> [WHAT TO WORK ON]
From the text below about the Syrian youth meeting in Beirut, list the four main issues the discussion was divided over.

> [PASSAGE TO READ]
____

On 17 April 2014, the anniversary of the Syrian Independence day, the United Nations House in Beirut received 100 Syrian young men and women who were brought together by the "National Agenda for the Future of Syria" program ESCWA launched in 2012. Participants gathered to exchange views on the program and its aims, establishing thereby a communication mechanism that would ensure their participation in all stages of implementation of the said program. Youths from all the Syrian spectrum, with its different groups and affiliations, were joined by the program, which gave an overall idea of the issues related to the Syrian crisis from all perspectives in an atmosphere of freedom and transparency that offered an occasion to all those present to see eye to eye on certain points on one hand and to discuss differences in opinion on the other hand.
The meeting kicked off with an overview of the current Syrian economic, social, development and indicators. A discussion ensued that was divided over four main issues, namely, the analysis of the root causes of the crisis; the impacts of the crisis on the Syrian socio-economic structure; the collective notions that bring Syrians together; and the priorities in economic, social and governance rebuilding. Participants were briefed on the general principles that guide the National Agenda, and that derive from the principles of the United Nations, i.e. territorial integrity; respect for State sovereignty; human rights; democracy; social justice; the right to sustainable and equitable development; and the safeguard of regional peace and stability.

____

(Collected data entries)
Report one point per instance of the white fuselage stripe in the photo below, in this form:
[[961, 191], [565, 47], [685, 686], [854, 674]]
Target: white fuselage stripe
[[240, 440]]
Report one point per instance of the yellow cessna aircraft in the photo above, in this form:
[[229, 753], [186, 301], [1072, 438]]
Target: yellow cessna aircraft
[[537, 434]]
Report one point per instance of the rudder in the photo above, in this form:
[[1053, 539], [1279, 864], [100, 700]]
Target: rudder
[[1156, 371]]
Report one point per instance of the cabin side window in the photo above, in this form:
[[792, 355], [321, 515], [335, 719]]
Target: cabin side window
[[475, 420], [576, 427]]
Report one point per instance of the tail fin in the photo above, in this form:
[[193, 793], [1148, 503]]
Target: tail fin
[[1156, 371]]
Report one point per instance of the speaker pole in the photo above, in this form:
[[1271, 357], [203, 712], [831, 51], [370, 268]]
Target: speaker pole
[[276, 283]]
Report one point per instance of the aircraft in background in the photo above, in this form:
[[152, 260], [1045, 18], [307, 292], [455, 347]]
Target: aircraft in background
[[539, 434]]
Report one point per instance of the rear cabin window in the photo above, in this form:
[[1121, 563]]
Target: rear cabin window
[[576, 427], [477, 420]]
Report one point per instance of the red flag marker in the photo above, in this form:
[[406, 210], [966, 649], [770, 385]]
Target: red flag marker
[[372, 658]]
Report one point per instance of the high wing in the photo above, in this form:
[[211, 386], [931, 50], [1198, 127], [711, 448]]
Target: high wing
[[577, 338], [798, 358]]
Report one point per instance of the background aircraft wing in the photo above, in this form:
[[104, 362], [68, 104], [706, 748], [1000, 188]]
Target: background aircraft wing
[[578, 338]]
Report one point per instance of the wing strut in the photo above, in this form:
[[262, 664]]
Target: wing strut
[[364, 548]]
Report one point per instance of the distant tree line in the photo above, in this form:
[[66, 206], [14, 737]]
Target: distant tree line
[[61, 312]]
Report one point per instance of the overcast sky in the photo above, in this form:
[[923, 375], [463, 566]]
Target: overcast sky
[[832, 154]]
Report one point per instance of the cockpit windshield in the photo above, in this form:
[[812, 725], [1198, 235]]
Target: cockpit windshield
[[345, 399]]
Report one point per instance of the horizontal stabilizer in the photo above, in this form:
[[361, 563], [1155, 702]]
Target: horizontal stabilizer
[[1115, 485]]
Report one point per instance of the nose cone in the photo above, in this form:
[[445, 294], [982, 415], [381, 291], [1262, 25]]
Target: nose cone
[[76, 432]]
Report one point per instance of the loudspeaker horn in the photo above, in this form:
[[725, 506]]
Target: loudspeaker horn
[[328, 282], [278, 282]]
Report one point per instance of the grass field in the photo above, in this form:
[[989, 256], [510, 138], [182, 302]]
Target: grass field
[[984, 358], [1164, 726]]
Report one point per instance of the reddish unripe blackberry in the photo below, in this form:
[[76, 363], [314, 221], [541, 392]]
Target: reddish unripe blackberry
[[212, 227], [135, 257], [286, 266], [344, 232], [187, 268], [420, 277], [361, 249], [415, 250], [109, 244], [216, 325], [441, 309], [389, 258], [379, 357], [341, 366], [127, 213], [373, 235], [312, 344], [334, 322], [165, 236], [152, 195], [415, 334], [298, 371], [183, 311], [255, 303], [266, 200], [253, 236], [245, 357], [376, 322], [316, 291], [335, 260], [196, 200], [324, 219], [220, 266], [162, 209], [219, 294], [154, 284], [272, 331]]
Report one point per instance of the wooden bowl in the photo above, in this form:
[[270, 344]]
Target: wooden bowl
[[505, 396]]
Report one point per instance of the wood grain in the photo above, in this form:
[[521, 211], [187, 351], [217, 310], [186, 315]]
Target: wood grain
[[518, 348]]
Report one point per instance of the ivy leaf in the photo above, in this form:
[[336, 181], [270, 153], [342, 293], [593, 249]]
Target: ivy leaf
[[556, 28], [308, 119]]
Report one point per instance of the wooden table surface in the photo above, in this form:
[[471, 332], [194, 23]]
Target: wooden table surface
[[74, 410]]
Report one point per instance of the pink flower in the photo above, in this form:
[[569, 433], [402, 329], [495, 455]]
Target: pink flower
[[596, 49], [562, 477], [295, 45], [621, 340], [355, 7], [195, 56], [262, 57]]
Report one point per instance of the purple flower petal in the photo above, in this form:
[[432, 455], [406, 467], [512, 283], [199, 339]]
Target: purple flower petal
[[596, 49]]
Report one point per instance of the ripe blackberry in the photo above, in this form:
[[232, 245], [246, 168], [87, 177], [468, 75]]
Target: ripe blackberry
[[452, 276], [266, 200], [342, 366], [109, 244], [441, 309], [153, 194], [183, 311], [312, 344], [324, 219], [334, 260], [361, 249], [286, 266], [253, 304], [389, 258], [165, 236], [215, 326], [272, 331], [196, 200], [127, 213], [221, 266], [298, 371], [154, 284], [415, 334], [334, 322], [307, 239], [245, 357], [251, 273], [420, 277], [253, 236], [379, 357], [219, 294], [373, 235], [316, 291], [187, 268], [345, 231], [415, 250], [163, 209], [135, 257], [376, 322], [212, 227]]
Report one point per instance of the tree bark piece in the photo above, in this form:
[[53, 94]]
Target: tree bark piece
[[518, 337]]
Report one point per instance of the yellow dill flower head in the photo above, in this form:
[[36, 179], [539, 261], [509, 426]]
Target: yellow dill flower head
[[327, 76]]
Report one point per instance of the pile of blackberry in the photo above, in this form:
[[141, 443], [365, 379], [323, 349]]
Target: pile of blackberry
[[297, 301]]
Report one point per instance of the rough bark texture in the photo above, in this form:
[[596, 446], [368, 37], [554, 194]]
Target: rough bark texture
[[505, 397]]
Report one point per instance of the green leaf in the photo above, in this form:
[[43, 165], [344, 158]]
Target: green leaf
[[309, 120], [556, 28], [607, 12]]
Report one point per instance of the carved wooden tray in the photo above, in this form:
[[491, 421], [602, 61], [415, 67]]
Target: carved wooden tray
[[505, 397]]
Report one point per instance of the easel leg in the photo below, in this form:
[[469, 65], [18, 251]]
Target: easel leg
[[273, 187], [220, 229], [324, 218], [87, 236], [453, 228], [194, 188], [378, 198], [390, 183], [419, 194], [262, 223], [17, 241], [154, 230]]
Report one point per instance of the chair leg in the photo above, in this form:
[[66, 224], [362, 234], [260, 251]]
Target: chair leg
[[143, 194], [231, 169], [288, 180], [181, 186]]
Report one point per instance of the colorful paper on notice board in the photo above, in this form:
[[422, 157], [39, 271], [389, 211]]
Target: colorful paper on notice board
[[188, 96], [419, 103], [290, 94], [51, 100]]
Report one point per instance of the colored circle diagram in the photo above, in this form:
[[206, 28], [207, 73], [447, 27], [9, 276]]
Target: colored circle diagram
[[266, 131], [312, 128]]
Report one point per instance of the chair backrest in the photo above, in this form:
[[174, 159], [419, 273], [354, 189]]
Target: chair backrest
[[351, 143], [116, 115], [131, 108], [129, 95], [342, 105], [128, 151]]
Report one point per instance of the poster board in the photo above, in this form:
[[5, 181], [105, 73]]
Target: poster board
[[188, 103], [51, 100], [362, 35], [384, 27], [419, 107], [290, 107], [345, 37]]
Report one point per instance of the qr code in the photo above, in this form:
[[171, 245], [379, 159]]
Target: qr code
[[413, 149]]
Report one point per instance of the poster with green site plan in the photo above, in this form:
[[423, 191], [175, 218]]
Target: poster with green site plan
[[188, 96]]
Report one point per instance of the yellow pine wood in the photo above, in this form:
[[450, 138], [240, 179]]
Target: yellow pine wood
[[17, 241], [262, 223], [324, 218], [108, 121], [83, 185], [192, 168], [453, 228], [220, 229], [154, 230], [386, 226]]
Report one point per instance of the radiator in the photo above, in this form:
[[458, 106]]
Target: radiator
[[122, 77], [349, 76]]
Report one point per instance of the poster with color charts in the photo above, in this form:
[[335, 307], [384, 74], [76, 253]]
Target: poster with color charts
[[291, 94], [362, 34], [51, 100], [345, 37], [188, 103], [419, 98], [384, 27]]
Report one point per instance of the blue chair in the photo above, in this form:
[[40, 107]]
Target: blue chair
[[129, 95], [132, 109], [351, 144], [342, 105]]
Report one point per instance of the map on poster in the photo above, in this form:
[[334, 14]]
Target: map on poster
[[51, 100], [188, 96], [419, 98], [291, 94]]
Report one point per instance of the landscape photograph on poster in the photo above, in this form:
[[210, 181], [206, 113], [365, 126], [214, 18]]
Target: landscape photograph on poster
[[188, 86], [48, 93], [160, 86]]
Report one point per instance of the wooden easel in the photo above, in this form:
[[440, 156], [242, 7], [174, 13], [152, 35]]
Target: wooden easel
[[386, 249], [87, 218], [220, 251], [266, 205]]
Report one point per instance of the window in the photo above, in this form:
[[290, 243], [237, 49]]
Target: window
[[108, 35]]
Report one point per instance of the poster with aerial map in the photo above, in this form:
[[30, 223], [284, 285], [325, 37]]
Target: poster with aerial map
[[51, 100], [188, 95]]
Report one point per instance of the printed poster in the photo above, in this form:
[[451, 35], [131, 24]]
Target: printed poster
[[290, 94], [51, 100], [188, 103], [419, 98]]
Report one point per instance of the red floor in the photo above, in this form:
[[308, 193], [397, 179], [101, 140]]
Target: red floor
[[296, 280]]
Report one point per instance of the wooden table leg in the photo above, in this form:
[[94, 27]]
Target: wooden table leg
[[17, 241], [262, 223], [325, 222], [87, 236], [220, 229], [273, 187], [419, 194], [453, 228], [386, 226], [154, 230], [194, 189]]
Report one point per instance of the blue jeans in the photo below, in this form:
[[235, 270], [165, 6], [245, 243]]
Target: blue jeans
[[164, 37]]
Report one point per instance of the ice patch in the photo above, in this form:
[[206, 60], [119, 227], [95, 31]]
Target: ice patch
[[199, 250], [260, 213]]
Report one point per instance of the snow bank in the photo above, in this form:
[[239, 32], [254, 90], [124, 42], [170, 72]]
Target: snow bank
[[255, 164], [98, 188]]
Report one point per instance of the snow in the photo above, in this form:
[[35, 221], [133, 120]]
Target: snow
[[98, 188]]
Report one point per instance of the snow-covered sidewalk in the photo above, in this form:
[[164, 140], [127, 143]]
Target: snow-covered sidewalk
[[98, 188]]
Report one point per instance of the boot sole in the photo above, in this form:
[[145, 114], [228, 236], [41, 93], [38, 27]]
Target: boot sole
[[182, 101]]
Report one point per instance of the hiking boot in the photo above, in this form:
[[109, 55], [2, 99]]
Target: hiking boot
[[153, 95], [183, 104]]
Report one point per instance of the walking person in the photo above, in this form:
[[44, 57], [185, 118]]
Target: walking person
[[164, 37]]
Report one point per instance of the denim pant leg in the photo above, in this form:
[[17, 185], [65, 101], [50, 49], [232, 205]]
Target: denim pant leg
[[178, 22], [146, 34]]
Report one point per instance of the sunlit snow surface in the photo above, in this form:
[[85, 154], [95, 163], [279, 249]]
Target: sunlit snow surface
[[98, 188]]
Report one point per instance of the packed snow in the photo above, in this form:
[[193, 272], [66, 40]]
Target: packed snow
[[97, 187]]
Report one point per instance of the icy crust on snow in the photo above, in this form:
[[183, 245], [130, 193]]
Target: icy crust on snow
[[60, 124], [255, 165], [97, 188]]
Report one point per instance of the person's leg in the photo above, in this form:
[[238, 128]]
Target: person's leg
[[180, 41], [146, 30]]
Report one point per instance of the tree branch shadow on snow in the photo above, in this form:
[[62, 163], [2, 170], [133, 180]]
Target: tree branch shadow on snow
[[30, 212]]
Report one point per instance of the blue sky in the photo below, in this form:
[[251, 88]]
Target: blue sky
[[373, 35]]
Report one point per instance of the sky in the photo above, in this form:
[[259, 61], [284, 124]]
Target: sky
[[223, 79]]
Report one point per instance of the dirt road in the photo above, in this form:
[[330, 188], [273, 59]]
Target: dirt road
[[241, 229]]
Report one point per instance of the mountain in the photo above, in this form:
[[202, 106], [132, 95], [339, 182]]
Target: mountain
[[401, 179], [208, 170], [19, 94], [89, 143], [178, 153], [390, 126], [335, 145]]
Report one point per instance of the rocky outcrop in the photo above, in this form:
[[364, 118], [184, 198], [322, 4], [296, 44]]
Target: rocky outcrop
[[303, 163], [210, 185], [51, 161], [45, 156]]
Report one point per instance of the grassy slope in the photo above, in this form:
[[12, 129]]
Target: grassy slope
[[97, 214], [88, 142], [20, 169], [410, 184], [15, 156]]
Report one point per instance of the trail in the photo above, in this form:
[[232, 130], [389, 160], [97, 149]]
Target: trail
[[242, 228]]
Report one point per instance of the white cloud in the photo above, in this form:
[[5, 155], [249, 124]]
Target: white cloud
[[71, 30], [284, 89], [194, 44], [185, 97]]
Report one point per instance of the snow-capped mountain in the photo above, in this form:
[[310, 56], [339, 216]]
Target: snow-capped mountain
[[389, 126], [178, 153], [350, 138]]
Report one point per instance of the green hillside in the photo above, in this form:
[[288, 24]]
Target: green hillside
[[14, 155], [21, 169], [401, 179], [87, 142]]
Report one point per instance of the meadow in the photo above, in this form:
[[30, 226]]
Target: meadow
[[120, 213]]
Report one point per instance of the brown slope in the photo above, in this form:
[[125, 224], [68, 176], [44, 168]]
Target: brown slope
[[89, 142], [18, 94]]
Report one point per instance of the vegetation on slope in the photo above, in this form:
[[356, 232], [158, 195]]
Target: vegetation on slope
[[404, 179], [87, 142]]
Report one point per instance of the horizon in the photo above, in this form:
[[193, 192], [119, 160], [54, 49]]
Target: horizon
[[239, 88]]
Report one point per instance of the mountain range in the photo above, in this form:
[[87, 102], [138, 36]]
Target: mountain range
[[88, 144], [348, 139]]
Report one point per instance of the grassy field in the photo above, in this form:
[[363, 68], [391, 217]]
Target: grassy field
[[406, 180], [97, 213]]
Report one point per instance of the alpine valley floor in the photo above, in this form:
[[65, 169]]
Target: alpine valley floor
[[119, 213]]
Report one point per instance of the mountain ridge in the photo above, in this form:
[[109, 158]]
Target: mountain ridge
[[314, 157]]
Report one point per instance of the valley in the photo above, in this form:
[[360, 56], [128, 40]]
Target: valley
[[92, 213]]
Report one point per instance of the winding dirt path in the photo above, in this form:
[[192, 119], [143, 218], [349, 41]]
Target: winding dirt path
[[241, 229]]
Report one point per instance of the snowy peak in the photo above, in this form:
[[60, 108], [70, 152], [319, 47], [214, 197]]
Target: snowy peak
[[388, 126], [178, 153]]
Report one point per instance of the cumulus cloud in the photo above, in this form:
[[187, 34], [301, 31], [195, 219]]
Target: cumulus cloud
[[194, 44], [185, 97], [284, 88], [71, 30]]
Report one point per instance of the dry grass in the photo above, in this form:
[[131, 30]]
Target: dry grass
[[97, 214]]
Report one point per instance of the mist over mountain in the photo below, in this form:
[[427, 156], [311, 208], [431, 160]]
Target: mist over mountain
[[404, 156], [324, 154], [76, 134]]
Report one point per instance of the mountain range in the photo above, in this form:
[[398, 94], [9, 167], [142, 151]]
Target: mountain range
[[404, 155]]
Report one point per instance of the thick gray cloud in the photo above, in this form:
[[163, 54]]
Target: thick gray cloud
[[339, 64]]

____

> [RESULT FOR THIS EXERCISE]
- The analysis of the root causes of the crisis
- The impacts of the crisis on the Syrian socio-economic structure
- The collective notions that bring Syrians together
- The priorities in economic, social and governance rebuilding